----- Teks Bacaan

Tahun ini, tradisi mudik tidak semulus tahun-tahun sebelumnya. Wabah coronavirus disease (Covid-19) yang melanda dunia termasuk Indonesia, telah merubah semua yang sebelumnya terjadi.

Organisasi kesehatan dunia (WHO) menetapkan status darurat internasional akibat meningkatnya jumlah yang tewas akibat virus ini dan sebagai pandemik.  Pandemi adalah sebuah epidemik yang telah menyebar ke beberapa negara atau benua, dan umumnya menjangkiti banyak orang.

Lembaga kesehatan masyarakat Amerika Serikat, Centers for Disease Control and Prevention (CDC), menyebutkan bahwa penyakit akibat sebuah virus sebagai pandemic apabila virus tersebut bisa menginfeksi orang dengan mudah dan menyebar dari orang ke orang dengan cara yang efissien dan berkelanjutan di berbagai wilayah. Sehingga yang ditakutkan saat ini dari Covid-19 ini adalah tingkat penyebarannya yang begitu cepat dengan model  penyebaran yang tidak mudah terdeteksi.

Beberapa cara penularan virus sudah sering dikumandangkan diberbagai media seperti kontak dengan benda yang sudah terjamah oleh si pembawa virus, tidak menjaga kebersihan, tidak menerapkan etika batuk dan bersin, dan terjadi interaksi  dengan banyak orang di suatu kerumunan atau perkumpulan orang ataupun tidak mengisolasi diri ketika baru kembali  dari wilayah pandemic.

WHO maupun pemerintah sendiri telah menyampaikan berbagai himbauan sebagai antisipasi penyebaran virus corona tersebut. Social distancing (pembatasan social) dan physical distancing (pembatasan interaksi  fisik) atau yang lebih dikenal dengan #jagajarak menjadi salah satu imbauan pemerintah untuk memerangi dan memutuskan rantai penyebaran corona.

----------
----- Data yang Disediakan

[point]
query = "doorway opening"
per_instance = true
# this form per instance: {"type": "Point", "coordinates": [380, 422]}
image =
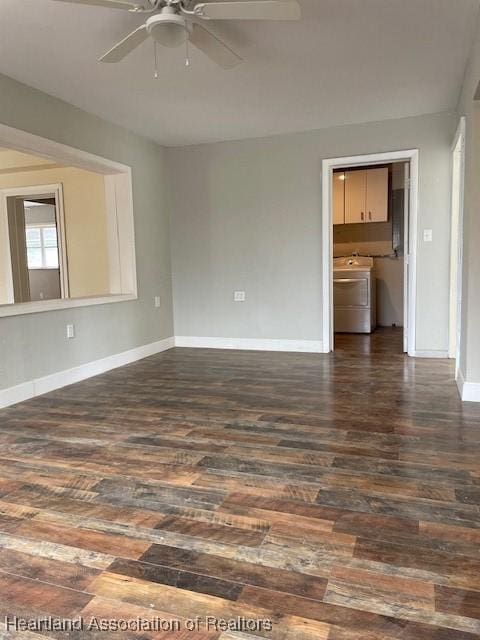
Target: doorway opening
{"type": "Point", "coordinates": [38, 267]}
{"type": "Point", "coordinates": [369, 218]}
{"type": "Point", "coordinates": [456, 245]}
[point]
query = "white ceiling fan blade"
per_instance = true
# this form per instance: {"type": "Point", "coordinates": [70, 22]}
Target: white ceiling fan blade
{"type": "Point", "coordinates": [111, 4]}
{"type": "Point", "coordinates": [260, 10]}
{"type": "Point", "coordinates": [126, 46]}
{"type": "Point", "coordinates": [214, 48]}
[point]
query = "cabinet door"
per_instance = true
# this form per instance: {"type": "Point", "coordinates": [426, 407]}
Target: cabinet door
{"type": "Point", "coordinates": [377, 195]}
{"type": "Point", "coordinates": [355, 196]}
{"type": "Point", "coordinates": [339, 198]}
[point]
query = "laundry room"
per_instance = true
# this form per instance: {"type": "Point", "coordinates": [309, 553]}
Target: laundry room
{"type": "Point", "coordinates": [369, 215]}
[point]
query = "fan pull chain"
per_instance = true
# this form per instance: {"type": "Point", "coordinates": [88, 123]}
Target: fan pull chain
{"type": "Point", "coordinates": [156, 59]}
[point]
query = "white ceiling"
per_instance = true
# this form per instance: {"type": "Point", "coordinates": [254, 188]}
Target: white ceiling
{"type": "Point", "coordinates": [347, 61]}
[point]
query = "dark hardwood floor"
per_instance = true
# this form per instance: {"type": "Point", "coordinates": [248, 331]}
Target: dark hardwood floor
{"type": "Point", "coordinates": [337, 496]}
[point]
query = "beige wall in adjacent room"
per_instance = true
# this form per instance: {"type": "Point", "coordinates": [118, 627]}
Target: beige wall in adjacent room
{"type": "Point", "coordinates": [85, 222]}
{"type": "Point", "coordinates": [35, 345]}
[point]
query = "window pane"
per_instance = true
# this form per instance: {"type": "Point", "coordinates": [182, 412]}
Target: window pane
{"type": "Point", "coordinates": [49, 236]}
{"type": "Point", "coordinates": [51, 258]}
{"type": "Point", "coordinates": [34, 258]}
{"type": "Point", "coordinates": [33, 237]}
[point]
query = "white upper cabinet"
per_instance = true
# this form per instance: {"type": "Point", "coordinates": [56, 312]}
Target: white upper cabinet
{"type": "Point", "coordinates": [355, 196]}
{"type": "Point", "coordinates": [339, 198]}
{"type": "Point", "coordinates": [365, 196]}
{"type": "Point", "coordinates": [377, 195]}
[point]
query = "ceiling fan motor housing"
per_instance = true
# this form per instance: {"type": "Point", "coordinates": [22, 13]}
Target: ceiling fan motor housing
{"type": "Point", "coordinates": [168, 28]}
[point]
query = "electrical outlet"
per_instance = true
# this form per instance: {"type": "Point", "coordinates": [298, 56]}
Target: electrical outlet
{"type": "Point", "coordinates": [239, 296]}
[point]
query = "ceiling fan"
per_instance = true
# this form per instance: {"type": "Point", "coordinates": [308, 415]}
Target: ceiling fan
{"type": "Point", "coordinates": [172, 23]}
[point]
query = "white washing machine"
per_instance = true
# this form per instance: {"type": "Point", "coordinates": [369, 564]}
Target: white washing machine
{"type": "Point", "coordinates": [354, 295]}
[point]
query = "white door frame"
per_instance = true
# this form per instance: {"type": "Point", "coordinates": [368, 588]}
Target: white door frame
{"type": "Point", "coordinates": [328, 165]}
{"type": "Point", "coordinates": [456, 244]}
{"type": "Point", "coordinates": [24, 192]}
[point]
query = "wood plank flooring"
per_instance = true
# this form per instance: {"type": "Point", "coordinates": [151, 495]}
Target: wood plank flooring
{"type": "Point", "coordinates": [336, 496]}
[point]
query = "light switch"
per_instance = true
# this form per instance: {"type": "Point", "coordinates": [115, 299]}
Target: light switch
{"type": "Point", "coordinates": [239, 296]}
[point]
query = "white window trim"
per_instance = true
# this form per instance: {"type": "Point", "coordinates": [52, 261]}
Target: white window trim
{"type": "Point", "coordinates": [45, 189]}
{"type": "Point", "coordinates": [120, 223]}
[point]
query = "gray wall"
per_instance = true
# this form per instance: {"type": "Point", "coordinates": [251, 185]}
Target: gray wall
{"type": "Point", "coordinates": [35, 345]}
{"type": "Point", "coordinates": [247, 215]}
{"type": "Point", "coordinates": [470, 347]}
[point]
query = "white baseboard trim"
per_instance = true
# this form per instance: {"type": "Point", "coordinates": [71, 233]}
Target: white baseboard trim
{"type": "Point", "coordinates": [250, 344]}
{"type": "Point", "coordinates": [430, 354]}
{"type": "Point", "coordinates": [469, 391]}
{"type": "Point", "coordinates": [60, 379]}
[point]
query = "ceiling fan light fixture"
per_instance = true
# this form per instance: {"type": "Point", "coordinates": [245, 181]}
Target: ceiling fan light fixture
{"type": "Point", "coordinates": [168, 29]}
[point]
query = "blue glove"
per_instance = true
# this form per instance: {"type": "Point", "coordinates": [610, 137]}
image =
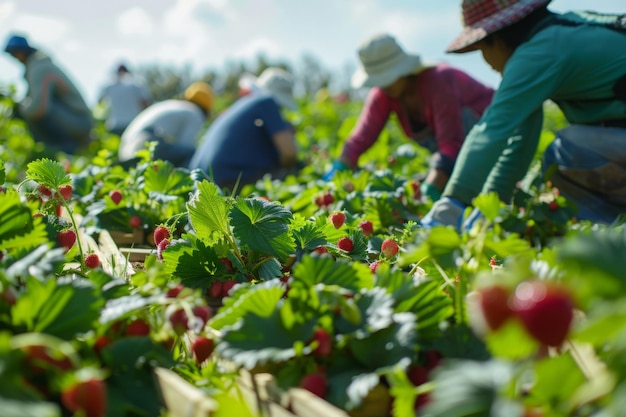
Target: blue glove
{"type": "Point", "coordinates": [337, 166]}
{"type": "Point", "coordinates": [474, 216]}
{"type": "Point", "coordinates": [430, 190]}
{"type": "Point", "coordinates": [447, 212]}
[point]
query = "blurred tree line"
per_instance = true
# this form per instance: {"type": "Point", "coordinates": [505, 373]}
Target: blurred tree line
{"type": "Point", "coordinates": [310, 77]}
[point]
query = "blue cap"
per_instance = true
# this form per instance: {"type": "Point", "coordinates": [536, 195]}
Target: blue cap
{"type": "Point", "coordinates": [16, 44]}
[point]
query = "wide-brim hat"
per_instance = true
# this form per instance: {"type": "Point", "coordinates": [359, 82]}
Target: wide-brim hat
{"type": "Point", "coordinates": [17, 43]}
{"type": "Point", "coordinates": [383, 61]}
{"type": "Point", "coordinates": [201, 94]}
{"type": "Point", "coordinates": [279, 84]}
{"type": "Point", "coordinates": [484, 17]}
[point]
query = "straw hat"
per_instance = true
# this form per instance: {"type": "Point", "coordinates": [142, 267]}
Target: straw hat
{"type": "Point", "coordinates": [201, 94]}
{"type": "Point", "coordinates": [483, 17]}
{"type": "Point", "coordinates": [279, 84]}
{"type": "Point", "coordinates": [383, 61]}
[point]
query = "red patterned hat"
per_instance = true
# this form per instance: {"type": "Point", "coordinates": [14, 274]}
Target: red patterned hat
{"type": "Point", "coordinates": [483, 17]}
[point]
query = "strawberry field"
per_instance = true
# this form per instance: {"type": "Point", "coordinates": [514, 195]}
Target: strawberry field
{"type": "Point", "coordinates": [329, 287]}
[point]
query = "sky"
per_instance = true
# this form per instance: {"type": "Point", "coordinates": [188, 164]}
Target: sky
{"type": "Point", "coordinates": [89, 38]}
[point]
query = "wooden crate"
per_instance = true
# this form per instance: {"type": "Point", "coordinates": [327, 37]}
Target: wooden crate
{"type": "Point", "coordinates": [181, 398]}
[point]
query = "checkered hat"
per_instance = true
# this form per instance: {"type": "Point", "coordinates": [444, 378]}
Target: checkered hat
{"type": "Point", "coordinates": [483, 17]}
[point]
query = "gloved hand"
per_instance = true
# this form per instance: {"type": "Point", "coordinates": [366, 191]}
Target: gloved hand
{"type": "Point", "coordinates": [430, 190]}
{"type": "Point", "coordinates": [337, 166]}
{"type": "Point", "coordinates": [445, 211]}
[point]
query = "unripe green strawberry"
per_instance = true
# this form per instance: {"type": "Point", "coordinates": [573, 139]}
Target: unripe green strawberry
{"type": "Point", "coordinates": [324, 343]}
{"type": "Point", "coordinates": [66, 191]}
{"type": "Point", "coordinates": [138, 327]}
{"type": "Point", "coordinates": [337, 219]}
{"type": "Point", "coordinates": [202, 348]}
{"type": "Point", "coordinates": [367, 227]}
{"type": "Point", "coordinates": [315, 383]}
{"type": "Point", "coordinates": [345, 244]}
{"type": "Point", "coordinates": [92, 261]}
{"type": "Point", "coordinates": [116, 196]}
{"type": "Point", "coordinates": [389, 248]}
{"type": "Point", "coordinates": [160, 233]}
{"type": "Point", "coordinates": [494, 303]}
{"type": "Point", "coordinates": [66, 238]}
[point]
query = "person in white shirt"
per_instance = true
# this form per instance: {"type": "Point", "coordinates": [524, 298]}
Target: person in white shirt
{"type": "Point", "coordinates": [124, 99]}
{"type": "Point", "coordinates": [174, 124]}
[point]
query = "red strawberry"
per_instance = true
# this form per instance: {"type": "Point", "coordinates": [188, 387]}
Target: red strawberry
{"type": "Point", "coordinates": [66, 191]}
{"type": "Point", "coordinates": [88, 397]}
{"type": "Point", "coordinates": [367, 227]}
{"type": "Point", "coordinates": [316, 383]}
{"type": "Point", "coordinates": [173, 292]}
{"type": "Point", "coordinates": [203, 312]}
{"type": "Point", "coordinates": [320, 250]}
{"type": "Point", "coordinates": [345, 244]}
{"type": "Point", "coordinates": [545, 309]}
{"type": "Point", "coordinates": [215, 290]}
{"type": "Point", "coordinates": [66, 238]}
{"type": "Point", "coordinates": [161, 247]}
{"type": "Point", "coordinates": [179, 321]}
{"type": "Point", "coordinates": [374, 266]}
{"type": "Point", "coordinates": [116, 196]}
{"type": "Point", "coordinates": [337, 219]}
{"type": "Point", "coordinates": [226, 286]}
{"type": "Point", "coordinates": [44, 191]}
{"type": "Point", "coordinates": [324, 343]}
{"type": "Point", "coordinates": [102, 342]}
{"type": "Point", "coordinates": [92, 260]}
{"type": "Point", "coordinates": [135, 222]}
{"type": "Point", "coordinates": [8, 296]}
{"type": "Point", "coordinates": [417, 375]}
{"type": "Point", "coordinates": [389, 248]}
{"type": "Point", "coordinates": [160, 233]}
{"type": "Point", "coordinates": [202, 348]}
{"type": "Point", "coordinates": [227, 263]}
{"type": "Point", "coordinates": [553, 205]}
{"type": "Point", "coordinates": [417, 192]}
{"type": "Point", "coordinates": [138, 328]}
{"type": "Point", "coordinates": [494, 303]}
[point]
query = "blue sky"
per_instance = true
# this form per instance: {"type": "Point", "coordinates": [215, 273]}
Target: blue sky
{"type": "Point", "coordinates": [88, 38]}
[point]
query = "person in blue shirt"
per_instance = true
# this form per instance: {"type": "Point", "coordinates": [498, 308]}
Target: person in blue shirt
{"type": "Point", "coordinates": [251, 138]}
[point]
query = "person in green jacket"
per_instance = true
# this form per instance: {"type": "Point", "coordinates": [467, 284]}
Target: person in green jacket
{"type": "Point", "coordinates": [53, 109]}
{"type": "Point", "coordinates": [578, 64]}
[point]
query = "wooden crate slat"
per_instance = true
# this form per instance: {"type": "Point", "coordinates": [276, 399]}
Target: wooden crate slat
{"type": "Point", "coordinates": [181, 398]}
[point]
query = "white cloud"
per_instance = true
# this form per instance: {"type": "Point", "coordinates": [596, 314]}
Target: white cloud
{"type": "Point", "coordinates": [42, 30]}
{"type": "Point", "coordinates": [135, 21]}
{"type": "Point", "coordinates": [266, 46]}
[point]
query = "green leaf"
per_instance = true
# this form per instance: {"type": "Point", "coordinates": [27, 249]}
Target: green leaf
{"type": "Point", "coordinates": [386, 347]}
{"type": "Point", "coordinates": [261, 301]}
{"type": "Point", "coordinates": [119, 307]}
{"type": "Point", "coordinates": [15, 408]}
{"type": "Point", "coordinates": [489, 205]}
{"type": "Point", "coordinates": [467, 388]}
{"type": "Point", "coordinates": [18, 228]}
{"type": "Point", "coordinates": [48, 173]}
{"type": "Point", "coordinates": [208, 211]}
{"type": "Point", "coordinates": [557, 379]}
{"type": "Point", "coordinates": [511, 341]}
{"type": "Point", "coordinates": [259, 340]}
{"type": "Point", "coordinates": [312, 270]}
{"type": "Point", "coordinates": [263, 226]}
{"type": "Point", "coordinates": [309, 236]}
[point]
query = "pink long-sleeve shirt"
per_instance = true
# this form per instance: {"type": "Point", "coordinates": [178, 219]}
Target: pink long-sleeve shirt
{"type": "Point", "coordinates": [442, 92]}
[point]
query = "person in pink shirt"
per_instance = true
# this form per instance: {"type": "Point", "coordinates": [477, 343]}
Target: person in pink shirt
{"type": "Point", "coordinates": [436, 105]}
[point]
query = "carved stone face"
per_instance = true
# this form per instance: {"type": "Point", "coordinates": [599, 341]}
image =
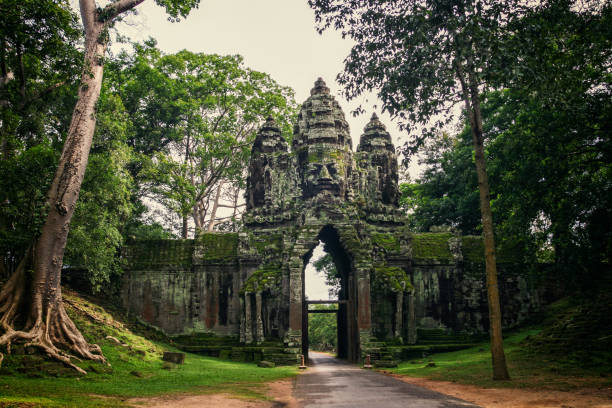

----------

Petunjuk Tugas: Tuliskan lanjutan teks tentang tradisi mudik di masa pandemi Covid-19, dimulai setelah kalimat terakhirnya. Data tersebut tidak diperlukan dalam pengerjaan tugas.

Jawaban Tugas:
Salah satu imbas dari pemberlakuan Social distancing dan physical distancing adalah tentang larangan mudik. Jika mudik dalam kondisi normal saja tak mudah untuk dikendalikan. Kita bisa membayangkan bagaimana mengendalikan pergerakan pemudik dalam jumlah yang besar di masa pademi COVID-19.

Ketika ada pernyataan “boleh mudik asal tidak membawa virus”, realistiskah? Atau ada garansi? Mengingat 10 juta atau 20 juta orang pemudik merupakan jumlah yang sangat banyak.

Apalagi belakangan ramai dikabarkan beberapa kasus pasien positif Covid-19 tanpa gejala klinis atau asimtomatik.  Meskipun protokol kesehatan telah dilakukan pada orang yang baru datang pun  tidak menjamin virus tidak akan meyebar.

Pemerintah memang telah menetapkan bahwa pemudik yang berasal dari daerah paling rentan atau zona merah COVID-19 akan berstatus ODP (Orang Dalam Pantauan), sehingga setibanya di kampung halaman maka diwajibkan untuk menjalani karantina selama 14 hari. Itupun tidak menjamin bahwa ODP akan mematuhi aturan tersebut.